→ GEZEIGTE ZEILEN:

☆ ☆ ☆ ☆

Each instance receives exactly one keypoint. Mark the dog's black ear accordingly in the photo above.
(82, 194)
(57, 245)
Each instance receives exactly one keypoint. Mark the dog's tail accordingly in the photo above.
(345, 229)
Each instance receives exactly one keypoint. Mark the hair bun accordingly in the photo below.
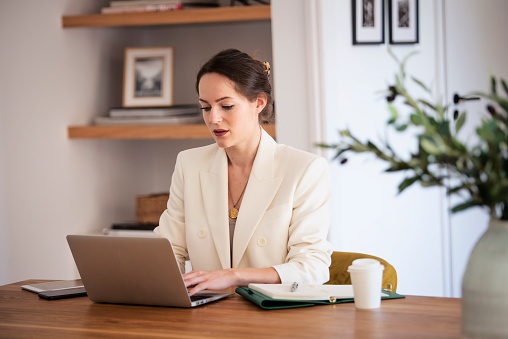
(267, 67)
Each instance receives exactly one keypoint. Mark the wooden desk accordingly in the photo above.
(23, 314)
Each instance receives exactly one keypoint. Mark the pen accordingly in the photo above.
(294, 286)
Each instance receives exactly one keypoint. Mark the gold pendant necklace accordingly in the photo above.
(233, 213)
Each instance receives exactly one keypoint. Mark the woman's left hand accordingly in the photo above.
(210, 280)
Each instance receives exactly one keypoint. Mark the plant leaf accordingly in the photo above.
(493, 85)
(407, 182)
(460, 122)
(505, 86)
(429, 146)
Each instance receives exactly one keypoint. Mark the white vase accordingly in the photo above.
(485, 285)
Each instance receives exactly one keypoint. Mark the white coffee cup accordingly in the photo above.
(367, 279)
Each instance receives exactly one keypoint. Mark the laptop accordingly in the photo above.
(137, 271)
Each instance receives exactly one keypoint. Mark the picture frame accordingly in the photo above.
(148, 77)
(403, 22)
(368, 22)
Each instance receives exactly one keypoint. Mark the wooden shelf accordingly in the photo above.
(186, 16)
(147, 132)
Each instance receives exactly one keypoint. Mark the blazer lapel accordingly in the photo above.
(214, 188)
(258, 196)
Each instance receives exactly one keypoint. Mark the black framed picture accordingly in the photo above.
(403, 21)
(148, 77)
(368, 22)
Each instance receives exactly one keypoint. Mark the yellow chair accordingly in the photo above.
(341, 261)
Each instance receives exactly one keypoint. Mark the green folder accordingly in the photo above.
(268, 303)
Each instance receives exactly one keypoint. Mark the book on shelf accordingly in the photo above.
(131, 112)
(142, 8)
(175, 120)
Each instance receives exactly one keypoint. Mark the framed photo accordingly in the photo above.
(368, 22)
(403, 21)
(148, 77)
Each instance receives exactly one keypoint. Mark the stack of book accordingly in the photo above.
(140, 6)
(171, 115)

☆ ☆ ☆ ☆

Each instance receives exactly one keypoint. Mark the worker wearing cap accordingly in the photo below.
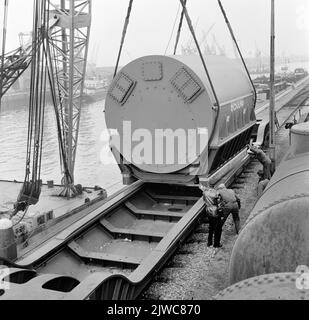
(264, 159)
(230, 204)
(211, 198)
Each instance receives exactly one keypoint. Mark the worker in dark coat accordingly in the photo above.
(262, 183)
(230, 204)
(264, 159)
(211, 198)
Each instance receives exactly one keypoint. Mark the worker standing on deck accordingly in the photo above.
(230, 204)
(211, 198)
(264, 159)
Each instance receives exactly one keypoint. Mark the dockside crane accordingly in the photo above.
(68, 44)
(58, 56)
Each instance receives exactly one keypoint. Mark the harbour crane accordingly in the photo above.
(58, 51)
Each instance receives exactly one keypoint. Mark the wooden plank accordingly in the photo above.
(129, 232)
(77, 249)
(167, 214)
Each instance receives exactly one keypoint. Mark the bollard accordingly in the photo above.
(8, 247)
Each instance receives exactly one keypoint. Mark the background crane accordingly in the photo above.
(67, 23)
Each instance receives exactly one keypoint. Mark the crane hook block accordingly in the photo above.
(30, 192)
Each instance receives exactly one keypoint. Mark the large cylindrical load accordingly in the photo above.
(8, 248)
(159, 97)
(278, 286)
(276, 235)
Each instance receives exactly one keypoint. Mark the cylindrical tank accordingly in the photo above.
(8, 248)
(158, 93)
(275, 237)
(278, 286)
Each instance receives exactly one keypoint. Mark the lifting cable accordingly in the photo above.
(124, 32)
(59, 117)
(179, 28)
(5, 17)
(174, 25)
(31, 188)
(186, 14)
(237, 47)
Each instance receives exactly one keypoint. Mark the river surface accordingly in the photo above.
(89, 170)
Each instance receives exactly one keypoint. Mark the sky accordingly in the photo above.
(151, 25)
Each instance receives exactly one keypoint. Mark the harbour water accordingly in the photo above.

☆ ☆ ☆ ☆

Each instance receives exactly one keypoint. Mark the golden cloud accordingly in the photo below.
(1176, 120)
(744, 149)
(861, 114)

☆ ☆ ☆ ☆

→ ZUR AUFGABE:
Übertrage die Zeilen ab der Zeile mit „Each instance receives exactly one keypoint. Mark the large“ bis einschließlich der Zeile mit „water accordingly in the photo above.“ in eine Markdown-Tabelle mit den Spalten „Nummer“ und „Zeile“. Leere Zeilen kommen nicht in die Tabelle.

→ SCHRIFTLICHE LÖSUNG:
| Nummer | Zeile |
|---|---|
| 1 | Each instance receives exactly one keypoint. Mark the large cylindrical load accordingly in the photo above. |
| 2 | (8, 248) |
| 3 | (159, 97) |
| 4 | (278, 286) |
| 5 | (276, 235) |
| 6 | Each instance receives exactly one keypoint. Mark the cylindrical tank accordingly in the photo above. |
| 7 | (8, 248) |
| 8 | (158, 93) |
| 9 | (275, 237) |
| 10 | (278, 286) |
| 11 | Each instance receives exactly one keypoint. Mark the lifting cable accordingly in the photo above. |
| 12 | (124, 32) |
| 13 | (59, 117) |
| 14 | (179, 28) |
| 15 | (5, 17) |
| 16 | (174, 25) |
| 17 | (31, 188) |
| 18 | (186, 14) |
| 19 | (237, 47) |
| 20 | Each instance receives exactly one keypoint. Mark the river surface accordingly in the photo above. |
| 21 | (89, 170) |
| 22 | Each instance receives exactly one keypoint. Mark the sky accordingly in the photo above. |
| 23 | (151, 25) |
| 24 | Each instance receives exactly one keypoint. Mark the harbour water accordingly in the photo above. |